Render the lines below as a two-column CSV with the header input,output and one row per request. Put the request text under input and its answer under output, each in one quoted field with line breaks turned into spaces.

** Opening Data in this exercise block **

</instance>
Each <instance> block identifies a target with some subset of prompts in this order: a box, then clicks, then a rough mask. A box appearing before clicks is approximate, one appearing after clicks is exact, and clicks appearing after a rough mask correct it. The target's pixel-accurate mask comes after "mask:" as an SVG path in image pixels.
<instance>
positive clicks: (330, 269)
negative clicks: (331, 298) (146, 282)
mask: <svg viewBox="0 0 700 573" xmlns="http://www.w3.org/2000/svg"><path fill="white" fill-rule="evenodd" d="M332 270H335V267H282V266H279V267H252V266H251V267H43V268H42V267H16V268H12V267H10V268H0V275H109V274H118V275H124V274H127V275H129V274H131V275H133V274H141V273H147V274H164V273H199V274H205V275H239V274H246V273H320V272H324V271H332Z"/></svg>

** Closing Data in this exercise block **

* Problem solution:
input,output
"</instance> Each <instance> block identifies a target with some subset of prompts in this order: a box, then clicks, then a rough mask. A box appearing before clicks is approximate, one appearing after clicks is exact, and clicks appearing after a rough mask correct it. The target's pixel-accurate mask comes after ""mask:"" as an SVG path in image pixels. <instance> positive clicks: (330, 269) negative clicks: (331, 298) (146, 282)","mask: <svg viewBox=""0 0 700 573"" xmlns=""http://www.w3.org/2000/svg""><path fill=""white"" fill-rule=""evenodd"" d=""M332 270H335V267H282V266H279V267H252V266H251V267H43V268H42V267H16V268H12V267H10V268H0V275H109V274H118V275H124V274H127V275H129V274H131V275H133V274H141V273H147V274H164V273H199V274H205V275H239V274H246V273H320V272H324V271H332Z""/></svg>"